* _Problem_
Reproduce the entire text on Oryzomys gorgasi word for word.

* _Text_
• • • • •

Scientific classification
- Kingdom: Animalia
- Phylum: Chordata
- Class: Mammalia
- Order: Rodentia
- Family: Cricetidae
- Subfamily: Sigmodontinae
- Genus: Oryzomys
- Species: O. gorgasi
- Binomial name: Oryzomys gorgasi Hershkovitz, 1971
- Synonyms: Oryzomys curasoae McFarlane and Debrot, 2001;

= Oryzomys gorgasi =

- Genus: Oryzomys
- Species: gorgasi
- Authority: Hershkovitz, 1971
- Conservation status: EN
- Synonyms: Oryzomys curasoae McFarlane and Debrot, 2001

Rodent from the family Cricetidae from northwestern Colombia and Venezuela

Oryzomys gorgasi, also known as Gorgas's oryzomys or Gorgas's rice rat, is a rodent in the genus Oryzomys of family Cricetidae. First recorded in 1967, it is known from only a few localities, including a freshwater swamp in the lowlands of northwestern Colombia and a mangrove islet in northwestern Venezuela. It reportedly formerly occurred on the island of Curaçao off northwestern Venezuela; this extinct population has been described as a separate species, O. curasoae, but does not differ morphologically from mainland populations.

• • • • •

* _Data for review_
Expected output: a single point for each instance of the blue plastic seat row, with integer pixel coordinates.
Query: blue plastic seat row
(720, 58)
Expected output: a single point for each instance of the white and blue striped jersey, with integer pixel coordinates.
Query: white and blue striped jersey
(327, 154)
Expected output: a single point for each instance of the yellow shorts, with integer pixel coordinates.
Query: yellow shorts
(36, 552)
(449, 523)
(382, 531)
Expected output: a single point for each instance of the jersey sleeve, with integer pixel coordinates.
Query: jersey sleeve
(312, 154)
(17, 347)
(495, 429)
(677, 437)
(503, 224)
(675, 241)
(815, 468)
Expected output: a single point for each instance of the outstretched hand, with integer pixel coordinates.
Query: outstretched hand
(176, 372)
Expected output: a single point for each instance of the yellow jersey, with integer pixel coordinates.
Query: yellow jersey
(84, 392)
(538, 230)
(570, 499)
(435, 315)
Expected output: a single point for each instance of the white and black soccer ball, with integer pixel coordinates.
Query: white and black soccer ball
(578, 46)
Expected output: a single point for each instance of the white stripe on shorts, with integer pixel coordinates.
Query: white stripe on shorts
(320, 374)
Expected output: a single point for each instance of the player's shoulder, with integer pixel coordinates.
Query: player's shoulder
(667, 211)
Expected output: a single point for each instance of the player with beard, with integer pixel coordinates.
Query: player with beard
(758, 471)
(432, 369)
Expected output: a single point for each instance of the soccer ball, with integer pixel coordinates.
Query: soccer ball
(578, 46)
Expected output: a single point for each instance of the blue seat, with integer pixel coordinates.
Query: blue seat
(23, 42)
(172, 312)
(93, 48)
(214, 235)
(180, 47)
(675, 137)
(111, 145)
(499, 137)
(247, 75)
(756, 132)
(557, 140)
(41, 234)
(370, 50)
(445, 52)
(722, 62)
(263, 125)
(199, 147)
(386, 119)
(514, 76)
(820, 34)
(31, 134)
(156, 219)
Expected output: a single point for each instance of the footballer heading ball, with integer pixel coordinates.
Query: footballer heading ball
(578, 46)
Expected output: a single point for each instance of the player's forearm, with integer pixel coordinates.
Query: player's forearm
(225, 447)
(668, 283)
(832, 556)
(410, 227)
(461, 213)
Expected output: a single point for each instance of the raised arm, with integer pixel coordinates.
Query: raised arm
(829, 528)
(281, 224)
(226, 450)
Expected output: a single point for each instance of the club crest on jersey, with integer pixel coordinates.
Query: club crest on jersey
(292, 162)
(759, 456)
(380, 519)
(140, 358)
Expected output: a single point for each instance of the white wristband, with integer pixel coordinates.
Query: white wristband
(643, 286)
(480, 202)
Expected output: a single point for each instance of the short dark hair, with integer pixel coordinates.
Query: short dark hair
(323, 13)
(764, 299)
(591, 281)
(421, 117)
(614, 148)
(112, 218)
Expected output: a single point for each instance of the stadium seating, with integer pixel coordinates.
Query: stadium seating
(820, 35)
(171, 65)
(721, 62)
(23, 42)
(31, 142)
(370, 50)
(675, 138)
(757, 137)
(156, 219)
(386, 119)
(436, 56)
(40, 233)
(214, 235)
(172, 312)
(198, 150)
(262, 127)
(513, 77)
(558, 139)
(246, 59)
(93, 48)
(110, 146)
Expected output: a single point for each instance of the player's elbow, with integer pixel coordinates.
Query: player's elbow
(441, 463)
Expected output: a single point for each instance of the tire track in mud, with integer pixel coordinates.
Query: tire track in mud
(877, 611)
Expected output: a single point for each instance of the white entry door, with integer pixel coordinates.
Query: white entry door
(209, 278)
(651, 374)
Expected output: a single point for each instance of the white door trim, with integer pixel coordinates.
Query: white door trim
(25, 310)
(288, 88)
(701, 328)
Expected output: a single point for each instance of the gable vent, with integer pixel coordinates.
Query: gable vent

• • • • •

* _Written response_
Scientific classification
- Kingdom: Animalia
- Phylum: Chordata
- Class: Mammalia
- Order: Rodentia
- Family: Cricetidae
- Subfamily: Sigmodontinae
- Genus: Oryzomys
- Species: O. gorgasi
- Binomial name: Oryzomys gorgasi Hershkovitz, 1971
- Synonyms: Oryzomys curasoae McFarlane and Debrot, 2001;

= Oryzomys gorgasi =

- Genus: Oryzomys
- Species: gorgasi
- Authority: Hershkovitz, 1971
- Conservation status: EN
- Synonyms: Oryzomys curasoae McFarlane and Debrot, 2001

Rodent from the family Cricetidae from northwestern Colombia and Venezuela

Oryzomys gorgasi, also known as Gorgas's oryzomys or Gorgas's rice rat, is a rodent in the genus Oryzomys of family Cricetidae. First recorded in 1967, it is known from only a few localities, including a freshwater swamp in the lowlands of northwestern Colombia and a mangrove islet in northwestern Venezuela. It reportedly formerly occurred on the island of Curaçao off northwestern Venezuela; this extinct population has been described as a separate species, O. curasoae, but does not differ morphologically from mainland populations.